_PASSAGE GIVEN_
7. (appeal on a point of law) pleaded in para 12
8. (appeal on a point of law) pleaded in para 13
2. The Application in respect of the remaining Grounds of Appeal is refused.
3. The Claimants must pay 35% of the costs incurred by the First Defendant and the Second Defendant in opposing the Application.
4. The remaining costs of the Application shall be costs in the appeal.
Issued by:
Delvin Sumo
Assistant Registrar
Date of issue: 7 February 2023
At: 9am
Schedule of reasons
1. The First Defendant and the Second Defendant oppose the Application in its entirety on the grounds that the proposed grounds of appeal have no real prospect of success as required by RDC 44.19.
2. Pursuant to RDC 44.19: “Permission to appeal may only be given where the lower Court or the appeal Court considers that: (a) the appeal would have a real prospect of success; or (b) there is some other compelling reason why the appeal should be heard”.
3. It is para (a) of RDC 44.19 that is in issue in this application. It is now well established in this jurisdiction that a “real prospect of success” means a “realistic”, as opposed to a “fanciful”, prospect of success; see Khorafi et al v Bank Sarasin-Alpen (ME) Limited (CFI-026-2009); DNB Bank ASA v (1) Gulf Eyadah Corporation; and (2) Gulf Navigation Holding PJSC (9 September 2015) CFI-043-2014; Vannin Capital PCC Plc v Mr Rafed Abdel Mohsen and Ors [2014] CFI 036 (18 April 2018) at [73].
4. In my judgment, the following grounds have a realistic prospect of success and I grant permission for them to be argued in the Court of Appeal:
1. (claim for breach of confidence) pleaded in para 1
6. (claim for negligence (3) pleaded in paragraphs 6- 11 including “Breach of Duty”

_INSTRUCTION 1_
Rewrite everything in the court order from "7. (appeal on" down to "opposing the Application.", replacing "point of law" with "question of law".

_DATA FOR THE TASK_
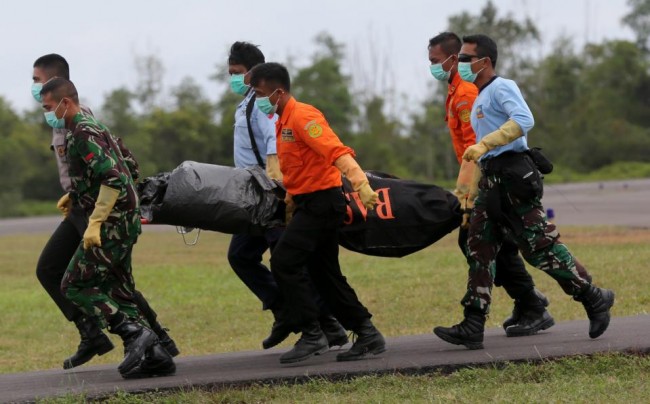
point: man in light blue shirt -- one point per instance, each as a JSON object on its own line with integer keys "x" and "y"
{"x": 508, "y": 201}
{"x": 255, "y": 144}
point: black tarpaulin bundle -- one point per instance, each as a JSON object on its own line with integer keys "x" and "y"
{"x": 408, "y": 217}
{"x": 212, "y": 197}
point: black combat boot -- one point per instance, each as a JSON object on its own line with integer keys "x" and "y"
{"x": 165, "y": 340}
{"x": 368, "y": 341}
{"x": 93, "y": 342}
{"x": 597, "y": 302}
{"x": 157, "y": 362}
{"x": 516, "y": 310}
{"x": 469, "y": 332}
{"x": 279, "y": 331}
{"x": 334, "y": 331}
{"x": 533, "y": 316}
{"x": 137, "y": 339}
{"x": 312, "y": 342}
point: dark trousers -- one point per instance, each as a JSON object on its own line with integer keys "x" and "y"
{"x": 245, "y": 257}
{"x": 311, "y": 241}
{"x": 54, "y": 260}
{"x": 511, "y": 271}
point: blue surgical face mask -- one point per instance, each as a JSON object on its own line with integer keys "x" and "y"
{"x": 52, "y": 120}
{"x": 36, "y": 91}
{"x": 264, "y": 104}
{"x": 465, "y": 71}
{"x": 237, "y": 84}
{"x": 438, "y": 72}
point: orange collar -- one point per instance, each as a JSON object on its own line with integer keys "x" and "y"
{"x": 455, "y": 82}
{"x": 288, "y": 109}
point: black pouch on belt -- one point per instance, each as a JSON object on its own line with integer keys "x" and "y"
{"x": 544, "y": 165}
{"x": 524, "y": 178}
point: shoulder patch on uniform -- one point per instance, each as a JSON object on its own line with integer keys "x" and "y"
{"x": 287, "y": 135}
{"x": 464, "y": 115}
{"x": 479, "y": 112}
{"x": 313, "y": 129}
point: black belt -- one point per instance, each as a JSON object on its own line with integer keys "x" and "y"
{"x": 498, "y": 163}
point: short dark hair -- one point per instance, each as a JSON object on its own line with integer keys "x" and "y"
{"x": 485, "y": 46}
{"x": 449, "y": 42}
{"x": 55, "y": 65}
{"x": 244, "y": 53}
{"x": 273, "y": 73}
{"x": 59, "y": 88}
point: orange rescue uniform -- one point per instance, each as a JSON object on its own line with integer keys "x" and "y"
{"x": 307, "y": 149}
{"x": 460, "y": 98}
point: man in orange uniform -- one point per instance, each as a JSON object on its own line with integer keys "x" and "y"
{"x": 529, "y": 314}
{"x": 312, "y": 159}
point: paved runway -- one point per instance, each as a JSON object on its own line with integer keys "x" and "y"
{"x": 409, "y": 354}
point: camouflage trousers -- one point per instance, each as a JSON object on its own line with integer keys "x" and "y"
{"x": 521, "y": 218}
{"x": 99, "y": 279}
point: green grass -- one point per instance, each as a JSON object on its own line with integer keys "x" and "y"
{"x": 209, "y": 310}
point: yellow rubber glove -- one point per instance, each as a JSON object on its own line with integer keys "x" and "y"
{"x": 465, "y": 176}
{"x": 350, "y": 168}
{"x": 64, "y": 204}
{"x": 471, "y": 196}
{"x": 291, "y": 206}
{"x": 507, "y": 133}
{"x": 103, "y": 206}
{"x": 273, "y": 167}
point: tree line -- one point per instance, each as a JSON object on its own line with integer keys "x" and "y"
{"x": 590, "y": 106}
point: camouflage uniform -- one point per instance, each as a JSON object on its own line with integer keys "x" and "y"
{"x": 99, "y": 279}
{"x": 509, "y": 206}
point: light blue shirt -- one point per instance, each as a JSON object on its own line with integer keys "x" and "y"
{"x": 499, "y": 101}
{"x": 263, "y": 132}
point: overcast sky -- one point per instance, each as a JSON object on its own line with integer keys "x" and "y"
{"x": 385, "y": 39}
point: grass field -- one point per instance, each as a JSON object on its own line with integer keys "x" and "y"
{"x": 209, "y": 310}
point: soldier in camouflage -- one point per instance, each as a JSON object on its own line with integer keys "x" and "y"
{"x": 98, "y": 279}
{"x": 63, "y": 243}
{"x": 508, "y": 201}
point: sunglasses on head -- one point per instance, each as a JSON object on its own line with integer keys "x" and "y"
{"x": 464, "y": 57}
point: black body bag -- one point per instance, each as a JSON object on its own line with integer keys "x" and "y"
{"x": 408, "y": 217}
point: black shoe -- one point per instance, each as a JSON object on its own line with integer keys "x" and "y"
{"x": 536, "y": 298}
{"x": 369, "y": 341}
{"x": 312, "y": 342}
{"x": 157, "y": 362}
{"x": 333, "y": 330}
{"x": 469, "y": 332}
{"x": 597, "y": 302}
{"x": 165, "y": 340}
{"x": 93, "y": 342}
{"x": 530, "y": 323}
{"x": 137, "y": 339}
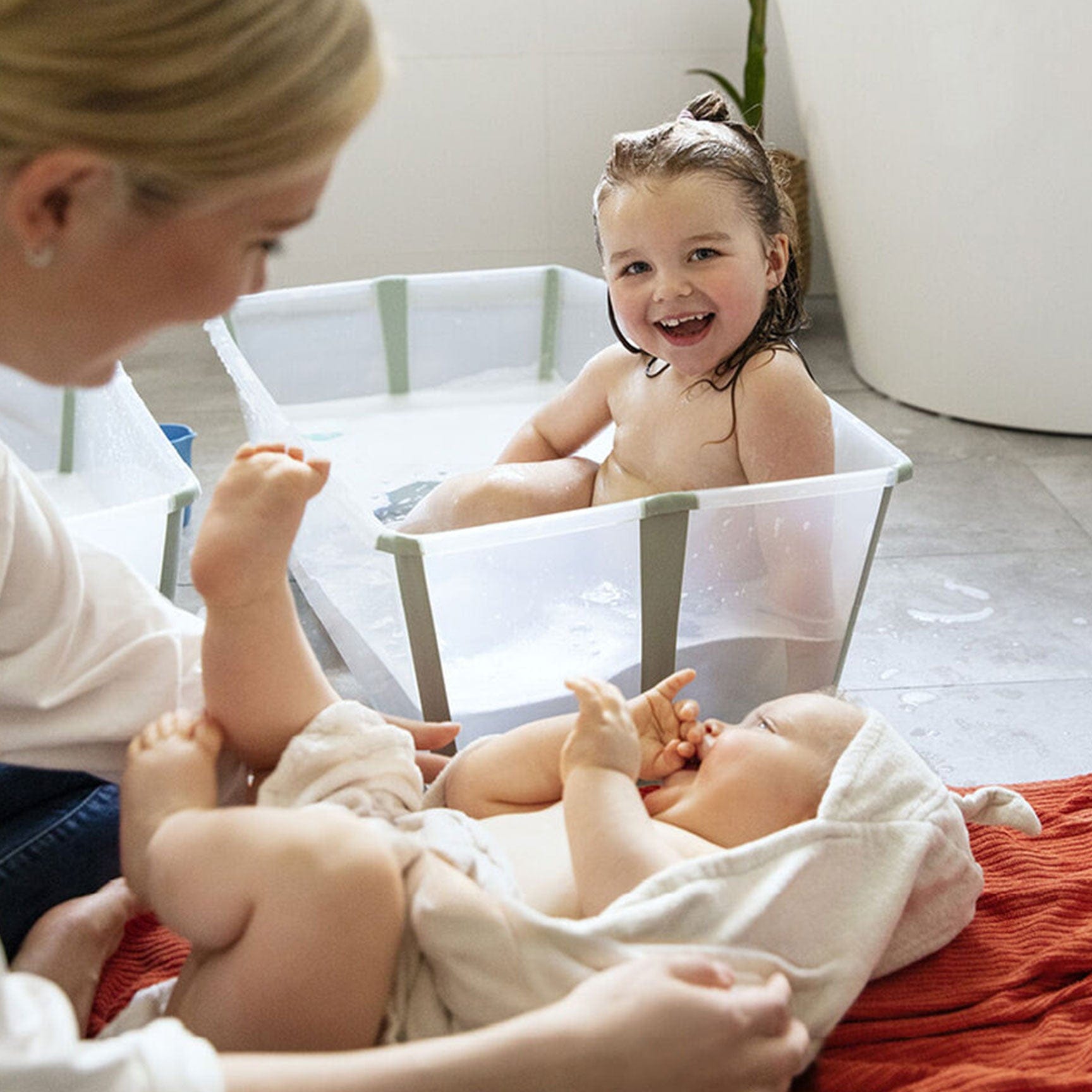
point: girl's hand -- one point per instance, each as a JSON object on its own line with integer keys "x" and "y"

_INSTRUCTION 2_
Put everything in the entries from the line containing "point: black body" down to the end of the entries into a Markdown table with a Row column for the row number and a Line column for the line. Skip blank lines and leave out the pictures.

_EXERCISE ANSWER 1_
7. (appeal on a question of law) pleaded in para 12
8. (appeal on a question of law) pleaded in para 13
2. The Application in respect of the remaining Grounds of Appeal is refused.
3. The Claimants must pay 35% of the costs incurred by the First Defendant and the Second Defendant in opposing the Application.

_EXERCISE ANSWER 2_
| Row | Line |
|---|---|
| 1 | point: black body bag -- one point per instance, each as a JSON object on its own line with integer keys "x" and "y" |
| 2 | {"x": 408, "y": 217} |
| 3 | point: black shoe -- one point per instance, each as a JSON object on its own line with integer keys "x" and "y" |
| 4 | {"x": 536, "y": 298} |
| 5 | {"x": 369, "y": 341} |
| 6 | {"x": 312, "y": 342} |
| 7 | {"x": 157, "y": 362} |
| 8 | {"x": 333, "y": 330} |
| 9 | {"x": 469, "y": 332} |
| 10 | {"x": 597, "y": 302} |
| 11 | {"x": 165, "y": 340} |
| 12 | {"x": 93, "y": 342} |
| 13 | {"x": 530, "y": 323} |
| 14 | {"x": 137, "y": 339} |
| 15 | point: girl's hand -- one point per instance, each as a JSON object on its own line with integer keys "x" and "y" |